» Stated task:
Render the lines of the entries below as a numbered list, omitting any blank lines. Leave the pictures out of your answer.

» Entries:
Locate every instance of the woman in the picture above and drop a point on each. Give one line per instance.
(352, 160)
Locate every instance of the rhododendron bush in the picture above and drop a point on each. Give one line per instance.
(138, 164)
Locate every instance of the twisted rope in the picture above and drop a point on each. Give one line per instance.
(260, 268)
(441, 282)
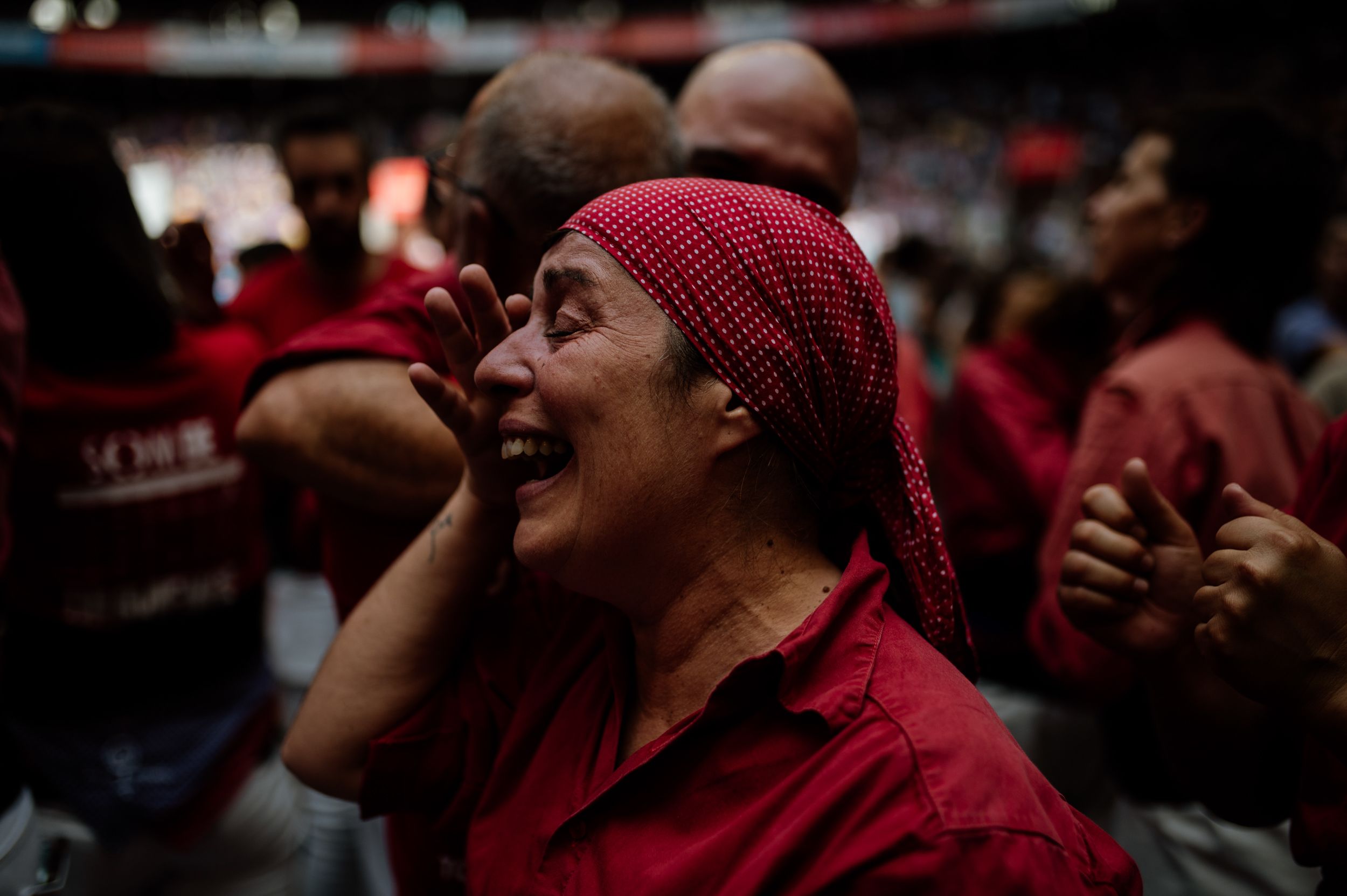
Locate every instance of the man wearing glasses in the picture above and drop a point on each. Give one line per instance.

» Expected output:
1. Locate every instance of the woman in the picture above and drop a point on each. Give one line per instance.
2. (352, 160)
3. Locate every instance of the rhododendron bush in the picture above and drop a point on each. Give one line per instance.
4. (138, 164)
5. Locate every instance of the twisted rope in the picture above and drop a point on each. Give one line per instance.
6. (260, 268)
7. (441, 282)
8. Locate every instance of the man wearing glasses in the picture above and drop a point on each. Give one line per instance.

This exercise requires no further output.